Selection:
# # # #
CANTON DE BERNE.

It appears from that return, that the inhabitants of that part of the Canton, which is subject to the laws which we are going to describe, consisted, in 1831, of 321,468 persons, divided into three classes, heimathloses, aubains, and bourgeois.

The first class, which appears to be so small as to be inconsiderable, consist of foreign refugees or their descendants. The second comprises all those who have not a right to bourgeoisie in any commune: their number amounted, in 1780, to 3482 persons. It is said to have subsequently increased, but it is not probable that it has more than doubled; and we believe that 10,000 persons, or less than 1-32nd part of the whole population, exceeds the whole number of those who are not entitled to bourgeoisie; but it is to be observed that the word “aubain,” though strictly meaning a person who has no settlement in the Canton, is also applied to persons who, though bourgeois, are not entitled to bourgeoisie in the commune in which they reside. The support of the heimathloses and of the aubains, properly so called, that is, of those who have no right whatever to bourgeoisie, falls on the government.

The third class is composed of the descendants of those who, in the sixteenth century, were held entitled to the public property of each commune, and those who by themselves or their ancestors have purchased bourgeoisie in any commune. Bourgeoisie appears to be personal and hereditary. It is not gained by residence, or lost by absence; and may therefore, in fact, belong to persons having little other connexion with the commune.

At a period, of which the precise date is not stated, but which appears to belong to the seventeenth century, it became the law that every one was entitled to support from the commune of which he was bourgeois, and that the sums necessary were to be supplied from the public property of the commune; and so far as that was insufficient, from landed property, to whomsoever belonging, situated in the commune, and from the personal property of the bourgeois whether resident or not.

To this hereditary bourgeoisie the raising and administration of the poor-fund was and still is confided; and apparently with most unfortunate results.

The following is the conclusion of the official answer of the government of Berne to the questions proposed by Mr. Morier (p. 207):—

What are the abuses complained of?

Do they arise from the principle of the law, or from the character and social position of its administrators?

What remedies have been applied?

What have been their results?

The abuses in the administration arise both from the principle of the law, and from the character and social position of its administrators: from the law, because it abandons all administration to the communes; from the administrators, because they neglect improvement, distribute relief without discrimination or real inquiry, and generally provide only against the exigences of the moment.

The separate parishes, being, for the most part, too small to establish schools and workhouses, want means of coercion, and are in general more busied in providing relief for those actually indigent than in diminishing their number, either as regards the present or future generations. Besides, although the practice is not sanctioned by law, many parishes, in order to prevent the return of their bourgeois who are domiciled elsewhere, forward to them relief without being able to ascertain their conduct.
# # # #
Dataset rows:
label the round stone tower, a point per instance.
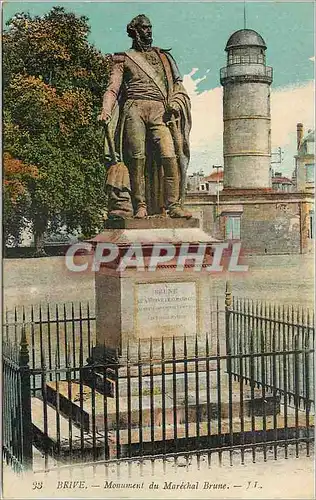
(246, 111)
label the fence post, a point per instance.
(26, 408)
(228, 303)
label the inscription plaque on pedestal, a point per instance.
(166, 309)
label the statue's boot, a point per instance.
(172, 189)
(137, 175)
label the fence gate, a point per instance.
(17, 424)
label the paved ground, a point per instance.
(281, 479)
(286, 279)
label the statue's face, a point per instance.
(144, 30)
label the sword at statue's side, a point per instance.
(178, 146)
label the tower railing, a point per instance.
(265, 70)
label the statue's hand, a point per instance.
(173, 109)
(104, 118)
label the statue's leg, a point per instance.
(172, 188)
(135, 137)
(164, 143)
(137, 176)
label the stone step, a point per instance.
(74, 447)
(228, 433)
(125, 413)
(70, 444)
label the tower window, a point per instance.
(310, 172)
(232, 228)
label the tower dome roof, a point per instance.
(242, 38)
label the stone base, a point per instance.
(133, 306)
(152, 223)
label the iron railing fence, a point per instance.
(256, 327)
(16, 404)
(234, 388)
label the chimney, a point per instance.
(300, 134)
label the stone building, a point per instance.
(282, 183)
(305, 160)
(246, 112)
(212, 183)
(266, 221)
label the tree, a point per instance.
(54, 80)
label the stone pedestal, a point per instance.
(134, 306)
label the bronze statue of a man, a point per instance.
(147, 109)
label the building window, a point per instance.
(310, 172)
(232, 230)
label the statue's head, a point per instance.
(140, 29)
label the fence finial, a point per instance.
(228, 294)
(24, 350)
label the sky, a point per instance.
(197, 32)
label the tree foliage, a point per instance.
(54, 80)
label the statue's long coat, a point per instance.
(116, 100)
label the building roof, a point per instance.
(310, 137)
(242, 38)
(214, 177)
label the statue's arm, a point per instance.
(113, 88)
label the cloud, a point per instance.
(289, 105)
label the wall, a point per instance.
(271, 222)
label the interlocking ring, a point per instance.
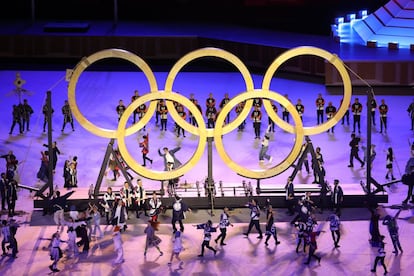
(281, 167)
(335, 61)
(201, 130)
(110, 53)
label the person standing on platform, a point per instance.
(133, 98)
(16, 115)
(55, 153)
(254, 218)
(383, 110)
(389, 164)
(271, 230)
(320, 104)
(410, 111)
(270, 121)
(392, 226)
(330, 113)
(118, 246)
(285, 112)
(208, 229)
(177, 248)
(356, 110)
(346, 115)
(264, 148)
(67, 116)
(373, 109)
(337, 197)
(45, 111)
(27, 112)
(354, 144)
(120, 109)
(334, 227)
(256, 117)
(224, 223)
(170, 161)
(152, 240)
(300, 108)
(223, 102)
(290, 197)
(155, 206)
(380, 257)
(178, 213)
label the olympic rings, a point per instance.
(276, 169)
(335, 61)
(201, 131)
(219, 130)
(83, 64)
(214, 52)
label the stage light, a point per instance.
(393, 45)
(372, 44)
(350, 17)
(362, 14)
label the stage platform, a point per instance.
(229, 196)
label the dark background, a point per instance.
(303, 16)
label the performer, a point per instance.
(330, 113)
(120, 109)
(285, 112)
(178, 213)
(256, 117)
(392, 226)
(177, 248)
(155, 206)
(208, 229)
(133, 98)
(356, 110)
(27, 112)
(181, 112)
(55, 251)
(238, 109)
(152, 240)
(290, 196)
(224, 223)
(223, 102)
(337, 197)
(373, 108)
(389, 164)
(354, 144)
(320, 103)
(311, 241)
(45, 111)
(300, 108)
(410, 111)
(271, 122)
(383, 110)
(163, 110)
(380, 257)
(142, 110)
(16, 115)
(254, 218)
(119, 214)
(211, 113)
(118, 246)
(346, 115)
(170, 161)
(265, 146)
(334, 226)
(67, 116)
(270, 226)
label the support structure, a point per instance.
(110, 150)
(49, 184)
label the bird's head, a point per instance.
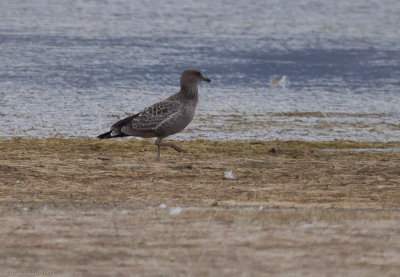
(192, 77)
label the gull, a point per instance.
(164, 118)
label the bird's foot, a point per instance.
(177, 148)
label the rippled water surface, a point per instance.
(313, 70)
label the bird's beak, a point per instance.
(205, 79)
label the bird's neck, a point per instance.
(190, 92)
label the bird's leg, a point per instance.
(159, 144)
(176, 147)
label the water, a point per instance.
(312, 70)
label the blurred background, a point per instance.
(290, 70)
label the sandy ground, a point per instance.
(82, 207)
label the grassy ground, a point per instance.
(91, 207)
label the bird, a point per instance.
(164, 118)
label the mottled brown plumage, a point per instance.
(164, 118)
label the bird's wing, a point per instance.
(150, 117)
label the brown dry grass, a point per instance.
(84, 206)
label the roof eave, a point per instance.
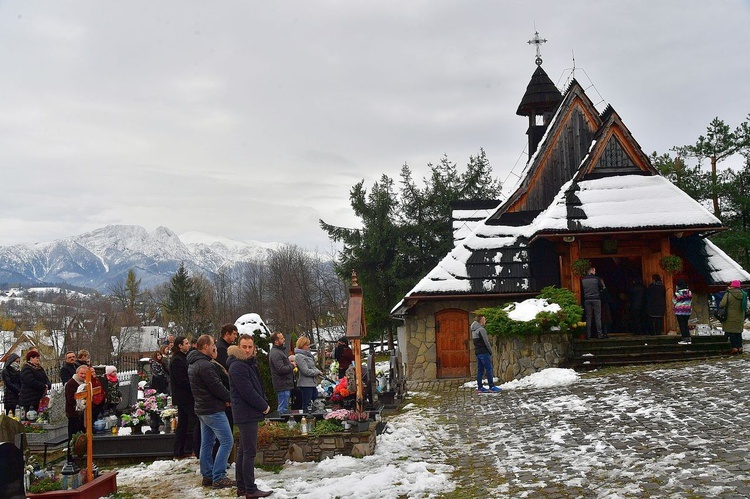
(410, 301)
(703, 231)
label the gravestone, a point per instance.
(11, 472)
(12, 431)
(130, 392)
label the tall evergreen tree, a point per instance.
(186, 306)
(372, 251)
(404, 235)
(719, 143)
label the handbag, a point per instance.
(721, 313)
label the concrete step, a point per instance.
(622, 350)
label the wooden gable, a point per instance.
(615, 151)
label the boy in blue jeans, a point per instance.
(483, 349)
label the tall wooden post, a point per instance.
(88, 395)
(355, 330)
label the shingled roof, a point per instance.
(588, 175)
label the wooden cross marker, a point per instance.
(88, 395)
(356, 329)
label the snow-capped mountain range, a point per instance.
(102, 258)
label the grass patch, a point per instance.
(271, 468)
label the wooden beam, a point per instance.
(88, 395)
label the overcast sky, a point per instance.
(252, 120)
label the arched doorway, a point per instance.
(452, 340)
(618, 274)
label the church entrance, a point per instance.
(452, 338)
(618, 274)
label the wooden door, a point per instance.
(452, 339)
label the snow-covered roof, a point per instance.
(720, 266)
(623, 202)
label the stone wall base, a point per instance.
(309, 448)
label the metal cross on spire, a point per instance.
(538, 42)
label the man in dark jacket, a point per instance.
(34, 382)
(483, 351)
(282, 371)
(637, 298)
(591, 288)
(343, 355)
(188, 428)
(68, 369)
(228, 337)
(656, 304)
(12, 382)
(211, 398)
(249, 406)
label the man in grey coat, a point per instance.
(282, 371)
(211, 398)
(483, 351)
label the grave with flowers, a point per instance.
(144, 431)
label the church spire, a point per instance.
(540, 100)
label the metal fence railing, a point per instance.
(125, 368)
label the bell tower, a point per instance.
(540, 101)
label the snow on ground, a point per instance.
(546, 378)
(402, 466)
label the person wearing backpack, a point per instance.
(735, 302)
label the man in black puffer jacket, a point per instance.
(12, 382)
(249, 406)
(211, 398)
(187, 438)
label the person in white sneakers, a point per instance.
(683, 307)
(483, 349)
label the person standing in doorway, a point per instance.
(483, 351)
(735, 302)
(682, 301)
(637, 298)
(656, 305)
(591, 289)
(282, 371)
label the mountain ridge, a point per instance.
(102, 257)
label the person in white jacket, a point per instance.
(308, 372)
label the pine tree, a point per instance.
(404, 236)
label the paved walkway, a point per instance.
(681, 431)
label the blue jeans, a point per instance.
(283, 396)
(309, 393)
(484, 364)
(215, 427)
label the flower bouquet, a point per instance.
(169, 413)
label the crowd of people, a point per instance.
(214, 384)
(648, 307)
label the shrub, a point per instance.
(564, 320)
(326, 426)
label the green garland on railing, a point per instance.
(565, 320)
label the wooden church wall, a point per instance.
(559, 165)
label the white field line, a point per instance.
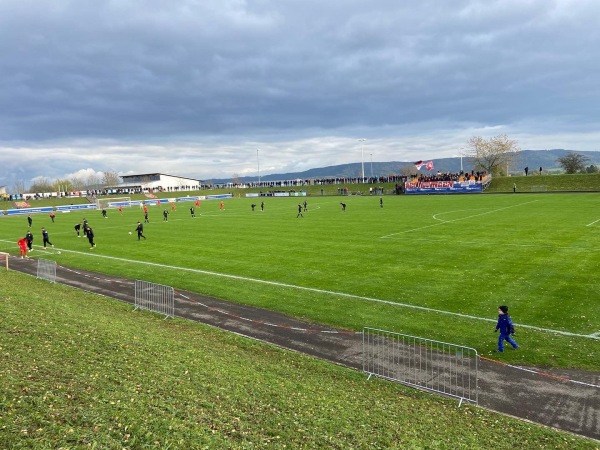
# # # #
Required work:
1. According to the Berne passage, how many people lived in 1831 in the part of the Canton subject to the laws it describes?
2. Reproduce the section of the Berne passage starting at "The abuses in" and ending at "of the moment.".

Expected results:
1. 321,468 persons.

2.
The abuses in the administration arise both from the principle of the law, and from the character and social position of its administrators: from the law, because it abandons all administration to the communes; from the administrators, because they neglect improvement, distribute relief without discrimination or real inquiry, and generally provide only against the exigences of the moment.